◆ **Mask labeling examples**
━━━━━━━━━━━━━━━━━━━━

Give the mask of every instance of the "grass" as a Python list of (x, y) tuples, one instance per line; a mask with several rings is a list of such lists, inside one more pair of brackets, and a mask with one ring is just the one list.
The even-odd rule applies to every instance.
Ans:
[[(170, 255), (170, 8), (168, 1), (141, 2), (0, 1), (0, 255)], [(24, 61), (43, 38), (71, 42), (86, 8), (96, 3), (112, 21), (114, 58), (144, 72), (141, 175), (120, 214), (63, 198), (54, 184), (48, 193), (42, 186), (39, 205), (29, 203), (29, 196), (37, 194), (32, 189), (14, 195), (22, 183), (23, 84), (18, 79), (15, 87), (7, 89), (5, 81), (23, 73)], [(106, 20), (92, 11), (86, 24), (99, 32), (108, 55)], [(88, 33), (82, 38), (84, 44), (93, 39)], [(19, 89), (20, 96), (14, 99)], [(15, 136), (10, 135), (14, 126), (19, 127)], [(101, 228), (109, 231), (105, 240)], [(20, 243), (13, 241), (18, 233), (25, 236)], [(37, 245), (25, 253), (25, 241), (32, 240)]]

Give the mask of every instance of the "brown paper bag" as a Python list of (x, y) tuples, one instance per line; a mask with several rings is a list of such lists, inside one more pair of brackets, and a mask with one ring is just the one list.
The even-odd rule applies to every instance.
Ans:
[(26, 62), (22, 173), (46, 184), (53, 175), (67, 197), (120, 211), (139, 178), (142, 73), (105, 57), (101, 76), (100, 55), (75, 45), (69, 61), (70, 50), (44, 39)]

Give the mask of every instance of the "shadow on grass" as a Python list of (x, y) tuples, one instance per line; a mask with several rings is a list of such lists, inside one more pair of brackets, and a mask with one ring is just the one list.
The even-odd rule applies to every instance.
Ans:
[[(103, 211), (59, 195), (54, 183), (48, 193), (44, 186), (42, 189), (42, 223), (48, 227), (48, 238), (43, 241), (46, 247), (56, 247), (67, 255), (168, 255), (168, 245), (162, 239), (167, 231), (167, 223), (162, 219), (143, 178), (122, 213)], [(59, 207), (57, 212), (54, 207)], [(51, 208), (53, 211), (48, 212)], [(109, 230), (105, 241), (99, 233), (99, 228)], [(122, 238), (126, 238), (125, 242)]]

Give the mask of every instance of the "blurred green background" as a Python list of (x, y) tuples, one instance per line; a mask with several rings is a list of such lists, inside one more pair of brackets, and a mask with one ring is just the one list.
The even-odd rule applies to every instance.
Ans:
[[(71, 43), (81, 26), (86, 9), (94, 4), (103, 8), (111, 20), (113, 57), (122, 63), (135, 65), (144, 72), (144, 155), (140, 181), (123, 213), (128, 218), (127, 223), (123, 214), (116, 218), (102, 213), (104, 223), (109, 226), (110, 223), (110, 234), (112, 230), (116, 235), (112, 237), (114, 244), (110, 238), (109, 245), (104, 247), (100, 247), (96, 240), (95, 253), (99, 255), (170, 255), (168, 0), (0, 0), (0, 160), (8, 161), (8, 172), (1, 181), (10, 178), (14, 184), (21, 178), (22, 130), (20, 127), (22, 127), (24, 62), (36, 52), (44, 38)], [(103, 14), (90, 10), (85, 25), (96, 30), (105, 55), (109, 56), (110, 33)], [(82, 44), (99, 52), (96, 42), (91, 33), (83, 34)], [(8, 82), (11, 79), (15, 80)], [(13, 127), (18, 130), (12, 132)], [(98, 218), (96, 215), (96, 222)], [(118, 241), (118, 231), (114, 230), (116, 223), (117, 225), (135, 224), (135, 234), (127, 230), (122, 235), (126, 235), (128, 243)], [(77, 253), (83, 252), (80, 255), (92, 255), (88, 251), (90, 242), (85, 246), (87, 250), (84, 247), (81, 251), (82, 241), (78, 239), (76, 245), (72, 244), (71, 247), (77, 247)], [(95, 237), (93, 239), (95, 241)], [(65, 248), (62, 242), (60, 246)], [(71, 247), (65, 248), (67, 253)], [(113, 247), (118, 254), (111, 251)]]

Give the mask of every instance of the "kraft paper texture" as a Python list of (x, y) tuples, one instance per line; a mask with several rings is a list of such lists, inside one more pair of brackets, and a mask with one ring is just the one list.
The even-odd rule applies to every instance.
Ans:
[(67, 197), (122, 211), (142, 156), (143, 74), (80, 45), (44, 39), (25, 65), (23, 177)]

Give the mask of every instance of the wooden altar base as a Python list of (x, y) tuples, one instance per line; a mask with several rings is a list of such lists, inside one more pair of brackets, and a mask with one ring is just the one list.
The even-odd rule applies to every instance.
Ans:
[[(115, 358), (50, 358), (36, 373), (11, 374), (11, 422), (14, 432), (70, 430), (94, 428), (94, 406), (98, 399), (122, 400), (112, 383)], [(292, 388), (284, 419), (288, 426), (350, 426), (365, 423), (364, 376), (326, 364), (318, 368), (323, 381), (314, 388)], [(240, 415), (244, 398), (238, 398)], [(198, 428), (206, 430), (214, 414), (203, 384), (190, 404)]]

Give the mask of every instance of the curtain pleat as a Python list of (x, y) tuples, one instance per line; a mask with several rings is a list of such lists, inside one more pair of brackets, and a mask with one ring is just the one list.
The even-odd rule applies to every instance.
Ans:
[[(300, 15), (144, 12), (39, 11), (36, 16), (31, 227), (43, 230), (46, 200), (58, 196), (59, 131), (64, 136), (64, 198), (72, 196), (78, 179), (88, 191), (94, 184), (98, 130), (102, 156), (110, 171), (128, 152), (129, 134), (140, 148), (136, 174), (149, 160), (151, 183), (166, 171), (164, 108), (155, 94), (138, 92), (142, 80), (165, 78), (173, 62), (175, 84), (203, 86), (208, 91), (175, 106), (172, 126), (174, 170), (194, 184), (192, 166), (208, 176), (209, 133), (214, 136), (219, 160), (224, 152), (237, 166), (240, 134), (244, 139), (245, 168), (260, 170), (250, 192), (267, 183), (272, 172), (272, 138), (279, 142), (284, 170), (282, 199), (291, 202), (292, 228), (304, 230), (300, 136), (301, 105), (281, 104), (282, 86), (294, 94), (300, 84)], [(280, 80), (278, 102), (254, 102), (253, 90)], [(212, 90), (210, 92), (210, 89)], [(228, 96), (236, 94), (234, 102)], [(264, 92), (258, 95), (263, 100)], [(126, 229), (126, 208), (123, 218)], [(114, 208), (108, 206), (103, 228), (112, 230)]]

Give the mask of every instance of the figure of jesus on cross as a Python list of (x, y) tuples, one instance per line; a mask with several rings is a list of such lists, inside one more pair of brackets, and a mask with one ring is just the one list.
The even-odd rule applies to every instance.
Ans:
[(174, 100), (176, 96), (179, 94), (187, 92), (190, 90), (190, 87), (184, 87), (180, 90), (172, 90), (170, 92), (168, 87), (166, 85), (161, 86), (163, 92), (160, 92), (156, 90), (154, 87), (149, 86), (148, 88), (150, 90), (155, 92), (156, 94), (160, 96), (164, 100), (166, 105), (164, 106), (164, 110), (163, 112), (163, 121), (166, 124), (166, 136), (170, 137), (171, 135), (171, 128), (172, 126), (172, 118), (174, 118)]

━━━━━━━━━━━━━━━━━━━━

◆ **INSTRUCTIONS FOR THE TASK**
Turn these records into a JSON list of strings, one string per line, skipping blank lines.

◆ **CORRECT OUTPUT**
[
  "Give the mask of every instance of the \"grass\" as a Python list of (x, y) tuples, one instance per line; a mask with several rings is a list of such lists, inside one more pair of brackets, and a mask with one ring is just the one list.",
  "The even-odd rule applies to every instance.",
  "Ans:",
  "[[(170, 255), (170, 8), (168, 1), (141, 2), (0, 1), (0, 255)], [(24, 61), (43, 38), (71, 42), (86, 8), (96, 3), (112, 21), (114, 58), (144, 72), (141, 175), (120, 214), (63, 198), (54, 184), (48, 193), (42, 186), (39, 205), (29, 203), (29, 196), (37, 194), (32, 189), (14, 195), (22, 183), (23, 84), (18, 79), (15, 87), (7, 89), (5, 81), (23, 73)], [(106, 20), (92, 11), (86, 24), (99, 32), (108, 55)], [(88, 33), (82, 38), (84, 44), (93, 39)], [(19, 89), (20, 96), (14, 99)], [(15, 136), (10, 135), (14, 126), (19, 127)], [(101, 228), (109, 231), (105, 240)], [(20, 243), (13, 241), (18, 233), (25, 236)], [(37, 245), (25, 253), (25, 241), (32, 240)]]",
  "Give the mask of every instance of the \"brown paper bag\" as a Python list of (x, y) tuples, one instance per line; a mask with several rings is a list of such lists, inside one more pair of brackets, and a mask with one ring is just the one list.",
  "The even-odd rule applies to every instance.",
  "Ans:",
  "[(26, 62), (22, 173), (46, 184), (53, 175), (67, 197), (120, 211), (139, 178), (142, 73), (105, 57), (101, 76), (100, 55), (75, 45), (69, 61), (70, 50), (44, 39)]",
  "Give the mask of every instance of the \"shadow on grass\" as a Python list of (x, y) tuples, one instance per line; a mask with several rings is a list of such lists, inside one more pair of brackets, and a mask with one ring is just the one list.",
  "The even-odd rule applies to every instance.",
  "Ans:",
  "[[(103, 211), (59, 195), (54, 183), (48, 193), (44, 186), (42, 189), (42, 223), (48, 227), (48, 238), (43, 241), (46, 247), (56, 247), (67, 255), (168, 255), (168, 245), (162, 239), (167, 231), (167, 223), (162, 219), (143, 178), (122, 213)], [(59, 207), (57, 212), (54, 207)], [(51, 208), (53, 211), (48, 212)], [(109, 230), (105, 241), (99, 233), (99, 228)], [(122, 238), (126, 238), (125, 242)]]",
  "Give the mask of every instance of the \"blurred green background\" as a Python list of (x, y) tuples, one instance per line; a mask with several rings is a list of such lists, inside one more pair of brackets, and a mask with one ring is just the one list.",
  "The even-odd rule applies to every instance.",
  "Ans:",
  "[[(71, 43), (81, 26), (86, 9), (94, 4), (103, 8), (111, 20), (113, 57), (122, 63), (135, 65), (144, 72), (144, 155), (140, 181), (123, 213), (128, 218), (127, 223), (123, 214), (116, 218), (102, 213), (104, 223), (109, 226), (110, 223), (110, 234), (112, 230), (116, 235), (112, 237), (114, 244), (110, 238), (109, 245), (104, 247), (100, 247), (96, 240), (95, 253), (99, 255), (170, 255), (168, 0), (0, 0), (0, 160), (8, 161), (8, 172), (1, 181), (10, 178), (14, 184), (21, 178), (22, 130), (20, 127), (22, 127), (24, 62), (36, 52), (44, 38)], [(103, 14), (90, 10), (85, 25), (96, 30), (105, 55), (109, 56), (110, 33)], [(82, 44), (99, 52), (96, 42), (91, 33), (83, 34)], [(8, 82), (11, 79), (15, 80)], [(13, 127), (18, 130), (12, 132)], [(98, 218), (96, 215), (96, 222)], [(118, 241), (118, 231), (114, 230), (116, 223), (117, 225), (135, 224), (135, 234), (127, 230), (122, 235), (126, 235), (128, 243)], [(77, 253), (83, 252), (80, 255), (92, 255), (88, 251), (90, 242), (85, 246), (87, 250), (84, 247), (81, 251), (82, 241), (78, 239), (76, 245), (72, 244), (71, 247), (77, 247)], [(95, 237), (93, 239), (95, 241)], [(65, 248), (62, 242), (60, 246)], [(71, 247), (65, 248), (67, 253)], [(113, 247), (118, 254), (111, 251)]]",
  "Give the mask of every instance of the \"kraft paper texture\" as a Python list of (x, y) tuples, one instance per line; a mask with several rings is a list of such lists, inside one more pair of brackets, and a mask with one ring is just the one list.",
  "The even-odd rule applies to every instance.",
  "Ans:",
  "[(67, 197), (122, 211), (142, 156), (143, 74), (80, 45), (44, 39), (25, 65), (23, 177)]",
  "Give the mask of every instance of the wooden altar base as a Python list of (x, y) tuples, one instance per line; a mask with several rings is a list of such lists, inside one more pair of brackets, and a mask with one ring is just the one list.",
  "The even-odd rule applies to every instance.",
  "Ans:",
  "[[(115, 358), (50, 358), (36, 373), (11, 374), (11, 422), (14, 432), (70, 430), (94, 428), (94, 406), (98, 399), (122, 400), (112, 383)], [(292, 388), (284, 419), (288, 426), (350, 426), (365, 423), (364, 376), (326, 364), (318, 368), (323, 381), (314, 388)], [(240, 415), (244, 398), (238, 398)], [(198, 428), (206, 430), (214, 414), (203, 384), (190, 404)]]",
  "Give the mask of every instance of the curtain pleat as a Python list of (x, y) tuples, one instance per line; a mask with several rings is a list of such lists, inside one more pair of brackets, and a mask with one ring is just the one list.",
  "The even-odd rule applies to every instance.",
  "Ans:",
  "[[(300, 15), (144, 12), (39, 11), (36, 16), (31, 227), (43, 230), (46, 200), (58, 196), (59, 131), (64, 136), (64, 198), (72, 196), (78, 179), (88, 191), (94, 184), (98, 130), (102, 156), (110, 171), (128, 152), (129, 134), (140, 148), (136, 174), (149, 160), (151, 183), (166, 171), (164, 108), (155, 94), (138, 92), (142, 80), (165, 78), (173, 62), (175, 84), (203, 86), (208, 91), (175, 106), (172, 126), (174, 170), (194, 184), (192, 166), (208, 176), (209, 133), (214, 136), (219, 160), (224, 152), (237, 166), (240, 134), (244, 139), (245, 168), (260, 170), (250, 192), (267, 183), (272, 172), (272, 138), (279, 142), (284, 170), (282, 199), (291, 202), (292, 228), (304, 230), (300, 136), (301, 105), (281, 104), (282, 86), (294, 94), (300, 84)], [(280, 80), (278, 102), (254, 102), (253, 90)], [(212, 90), (210, 92), (210, 89)], [(228, 96), (236, 94), (234, 102)], [(264, 92), (258, 95), (263, 100)], [(126, 229), (126, 208), (123, 218)], [(114, 208), (108, 206), (103, 228), (112, 230)]]",
  "Give the mask of every instance of the figure of jesus on cross as a Python list of (x, y) tuples, one instance per line; a mask with several rings is a list of such lists, inside one more pair of brackets, and a mask with one ring is just the one list.",
  "The even-odd rule applies to every instance.",
  "Ans:",
  "[(174, 100), (176, 96), (179, 94), (187, 92), (190, 90), (190, 87), (184, 87), (180, 90), (172, 90), (170, 92), (168, 87), (166, 85), (161, 86), (163, 92), (160, 92), (156, 90), (154, 87), (149, 86), (148, 88), (150, 90), (155, 92), (156, 94), (160, 96), (164, 100), (166, 105), (164, 106), (164, 110), (163, 112), (163, 121), (166, 124), (166, 136), (170, 137), (171, 135), (171, 128), (172, 126), (172, 118), (174, 118)]"
]